### Object location annotation data
————————

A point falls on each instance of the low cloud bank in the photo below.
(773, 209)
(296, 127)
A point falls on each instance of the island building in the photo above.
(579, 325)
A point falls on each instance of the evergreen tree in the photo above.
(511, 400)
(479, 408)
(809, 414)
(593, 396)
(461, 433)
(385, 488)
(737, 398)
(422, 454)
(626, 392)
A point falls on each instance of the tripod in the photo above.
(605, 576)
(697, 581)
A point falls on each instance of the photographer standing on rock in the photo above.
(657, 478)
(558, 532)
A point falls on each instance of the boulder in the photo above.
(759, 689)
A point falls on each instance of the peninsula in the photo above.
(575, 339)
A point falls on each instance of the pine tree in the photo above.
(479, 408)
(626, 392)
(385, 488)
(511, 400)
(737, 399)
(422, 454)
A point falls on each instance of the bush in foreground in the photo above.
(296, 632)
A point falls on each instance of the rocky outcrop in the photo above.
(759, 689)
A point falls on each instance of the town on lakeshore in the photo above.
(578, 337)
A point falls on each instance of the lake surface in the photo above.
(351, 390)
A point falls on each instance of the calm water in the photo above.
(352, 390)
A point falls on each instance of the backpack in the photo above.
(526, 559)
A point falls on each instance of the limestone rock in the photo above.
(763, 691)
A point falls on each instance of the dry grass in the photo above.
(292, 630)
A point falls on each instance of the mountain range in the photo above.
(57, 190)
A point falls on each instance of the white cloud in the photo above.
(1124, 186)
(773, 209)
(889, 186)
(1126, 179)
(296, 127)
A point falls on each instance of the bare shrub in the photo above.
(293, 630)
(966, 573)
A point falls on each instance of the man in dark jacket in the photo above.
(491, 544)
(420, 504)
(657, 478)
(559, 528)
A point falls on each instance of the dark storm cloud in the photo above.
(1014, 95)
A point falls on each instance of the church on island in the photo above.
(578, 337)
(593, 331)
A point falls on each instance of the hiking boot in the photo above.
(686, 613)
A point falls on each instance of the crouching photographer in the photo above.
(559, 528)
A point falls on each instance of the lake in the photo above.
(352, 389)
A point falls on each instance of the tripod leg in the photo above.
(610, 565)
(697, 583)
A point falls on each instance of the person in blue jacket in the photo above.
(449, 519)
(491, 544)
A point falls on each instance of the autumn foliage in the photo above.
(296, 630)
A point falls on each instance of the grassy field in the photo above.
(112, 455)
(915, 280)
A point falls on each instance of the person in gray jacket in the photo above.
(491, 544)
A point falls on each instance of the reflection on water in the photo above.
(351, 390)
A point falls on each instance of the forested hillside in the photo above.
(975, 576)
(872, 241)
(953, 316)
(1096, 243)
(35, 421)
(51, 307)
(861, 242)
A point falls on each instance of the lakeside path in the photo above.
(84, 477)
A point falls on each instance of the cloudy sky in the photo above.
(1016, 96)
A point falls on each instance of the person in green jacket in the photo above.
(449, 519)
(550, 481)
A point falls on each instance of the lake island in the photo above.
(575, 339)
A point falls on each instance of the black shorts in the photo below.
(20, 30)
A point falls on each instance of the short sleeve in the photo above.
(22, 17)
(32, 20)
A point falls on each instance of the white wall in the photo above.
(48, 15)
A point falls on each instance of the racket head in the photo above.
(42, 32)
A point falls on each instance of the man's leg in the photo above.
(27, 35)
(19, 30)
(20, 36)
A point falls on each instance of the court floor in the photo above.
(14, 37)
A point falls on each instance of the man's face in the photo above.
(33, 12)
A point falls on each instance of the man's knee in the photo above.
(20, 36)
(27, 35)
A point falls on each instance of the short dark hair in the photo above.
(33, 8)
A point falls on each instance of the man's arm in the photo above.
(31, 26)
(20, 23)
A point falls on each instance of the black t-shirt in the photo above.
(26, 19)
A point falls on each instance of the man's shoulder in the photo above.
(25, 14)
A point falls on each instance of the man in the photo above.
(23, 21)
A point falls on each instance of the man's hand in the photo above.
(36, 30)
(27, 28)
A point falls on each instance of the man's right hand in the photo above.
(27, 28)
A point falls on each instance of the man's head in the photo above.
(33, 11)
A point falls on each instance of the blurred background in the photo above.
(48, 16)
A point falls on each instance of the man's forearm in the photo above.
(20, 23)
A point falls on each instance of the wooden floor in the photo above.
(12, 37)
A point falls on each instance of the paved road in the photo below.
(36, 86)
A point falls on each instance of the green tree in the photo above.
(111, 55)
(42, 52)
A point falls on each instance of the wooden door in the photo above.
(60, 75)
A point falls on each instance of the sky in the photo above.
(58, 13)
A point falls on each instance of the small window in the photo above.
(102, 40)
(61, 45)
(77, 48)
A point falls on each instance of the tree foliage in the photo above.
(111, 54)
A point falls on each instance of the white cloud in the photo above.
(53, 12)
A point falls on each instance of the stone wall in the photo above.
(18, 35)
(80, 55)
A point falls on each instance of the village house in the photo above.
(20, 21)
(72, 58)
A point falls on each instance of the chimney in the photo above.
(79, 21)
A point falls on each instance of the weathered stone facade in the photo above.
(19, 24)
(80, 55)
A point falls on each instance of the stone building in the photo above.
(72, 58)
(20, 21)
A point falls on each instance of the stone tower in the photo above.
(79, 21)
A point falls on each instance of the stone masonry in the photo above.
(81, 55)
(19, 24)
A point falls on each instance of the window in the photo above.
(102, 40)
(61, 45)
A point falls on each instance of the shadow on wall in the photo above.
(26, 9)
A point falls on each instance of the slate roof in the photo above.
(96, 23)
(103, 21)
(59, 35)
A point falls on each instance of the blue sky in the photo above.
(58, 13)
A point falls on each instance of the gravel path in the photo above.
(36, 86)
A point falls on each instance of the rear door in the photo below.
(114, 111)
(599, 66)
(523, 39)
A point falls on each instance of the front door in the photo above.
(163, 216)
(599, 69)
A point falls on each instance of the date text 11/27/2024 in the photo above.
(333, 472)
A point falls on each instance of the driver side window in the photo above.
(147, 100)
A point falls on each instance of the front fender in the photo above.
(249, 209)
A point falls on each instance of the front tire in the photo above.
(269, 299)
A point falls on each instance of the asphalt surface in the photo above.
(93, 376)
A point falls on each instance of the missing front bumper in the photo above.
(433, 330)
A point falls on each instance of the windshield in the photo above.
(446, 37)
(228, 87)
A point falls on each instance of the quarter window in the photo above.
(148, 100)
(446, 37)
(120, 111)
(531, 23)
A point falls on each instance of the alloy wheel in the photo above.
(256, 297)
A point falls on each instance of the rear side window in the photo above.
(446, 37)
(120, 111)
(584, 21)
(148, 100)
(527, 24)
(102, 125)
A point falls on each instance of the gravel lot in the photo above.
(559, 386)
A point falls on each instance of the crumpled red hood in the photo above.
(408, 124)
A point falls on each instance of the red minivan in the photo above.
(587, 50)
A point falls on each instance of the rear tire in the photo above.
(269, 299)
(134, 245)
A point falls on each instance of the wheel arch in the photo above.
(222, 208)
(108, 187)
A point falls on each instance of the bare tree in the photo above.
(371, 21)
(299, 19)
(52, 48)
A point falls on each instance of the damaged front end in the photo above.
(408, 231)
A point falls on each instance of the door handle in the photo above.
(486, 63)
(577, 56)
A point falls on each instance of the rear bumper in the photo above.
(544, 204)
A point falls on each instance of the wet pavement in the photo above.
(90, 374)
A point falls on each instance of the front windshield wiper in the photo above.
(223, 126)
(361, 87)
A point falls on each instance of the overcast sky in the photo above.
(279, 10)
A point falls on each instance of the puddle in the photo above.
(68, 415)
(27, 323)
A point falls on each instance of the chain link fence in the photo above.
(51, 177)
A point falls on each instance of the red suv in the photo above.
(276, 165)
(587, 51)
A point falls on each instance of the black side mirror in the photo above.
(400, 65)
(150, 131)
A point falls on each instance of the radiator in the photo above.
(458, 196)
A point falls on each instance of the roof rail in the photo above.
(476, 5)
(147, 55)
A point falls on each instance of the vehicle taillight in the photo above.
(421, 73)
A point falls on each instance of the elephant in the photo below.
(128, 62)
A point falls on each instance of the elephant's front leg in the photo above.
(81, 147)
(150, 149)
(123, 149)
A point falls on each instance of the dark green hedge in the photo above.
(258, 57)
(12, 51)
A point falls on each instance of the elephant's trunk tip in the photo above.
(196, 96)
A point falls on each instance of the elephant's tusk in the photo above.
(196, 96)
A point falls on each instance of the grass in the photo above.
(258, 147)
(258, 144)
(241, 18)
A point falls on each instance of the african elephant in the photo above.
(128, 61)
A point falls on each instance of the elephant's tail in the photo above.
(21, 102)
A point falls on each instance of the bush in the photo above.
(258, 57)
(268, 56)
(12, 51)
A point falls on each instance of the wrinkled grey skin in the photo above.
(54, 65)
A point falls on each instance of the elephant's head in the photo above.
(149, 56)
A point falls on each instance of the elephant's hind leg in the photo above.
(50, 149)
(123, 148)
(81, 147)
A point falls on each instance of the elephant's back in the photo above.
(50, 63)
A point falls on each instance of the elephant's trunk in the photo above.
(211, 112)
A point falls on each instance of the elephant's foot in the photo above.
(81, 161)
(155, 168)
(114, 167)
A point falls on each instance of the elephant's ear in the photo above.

————————

Format the lines of this listing as a JSON list of strings, one string per line and no strings for blank lines. Include only the lines from the one containing "A point falls on each instance of the roof" through the end of the listing, both ends included.

[
  "A point falls on each instance of the roof rail in the photo above.",
  "(476, 5)",
  "(147, 55)",
  "A point falls on each instance of the vehicle taillight in the photo above.",
  "(421, 73)",
  "A point falls on each instance of the elephant in the photo below.",
  "(128, 62)",
  "A point falls on each instance of the elephant's front leg in the photo above.",
  "(81, 147)",
  "(150, 149)",
  "(123, 149)",
  "A point falls on each instance of the dark green hedge in the photo above.",
  "(258, 57)",
  "(12, 51)",
  "A point falls on each instance of the elephant's trunk tip in the photo above.",
  "(196, 96)",
  "A point falls on each instance of the elephant's tusk in the photo above.",
  "(196, 96)",
  "A point falls on each instance of the grass in the photo above.",
  "(258, 147)",
  "(258, 144)",
  "(241, 18)",
  "A point falls on each instance of the african elephant in the photo above.",
  "(128, 61)",
  "A point falls on each instance of the elephant's tail in the photo above.",
  "(21, 102)",
  "A point falls on each instance of the bush in the photo above.",
  "(258, 57)",
  "(268, 56)",
  "(12, 51)",
  "A point falls on each instance of the wrinkled grey skin in the photo above.",
  "(54, 65)",
  "A point falls on each instance of the elephant's head in the photo above.",
  "(149, 56)",
  "A point falls on each instance of the elephant's hind leg in the photo above.",
  "(50, 149)",
  "(123, 148)",
  "(81, 147)",
  "A point falls on each instance of the elephant's back in the photo above.",
  "(50, 63)",
  "A point falls on each instance of the elephant's trunk in the photo above.",
  "(211, 112)",
  "A point falls on each instance of the elephant's foot in the photo above.",
  "(81, 161)",
  "(155, 168)",
  "(114, 167)",
  "A point falls on each instance of the elephant's ear in the photo above."
]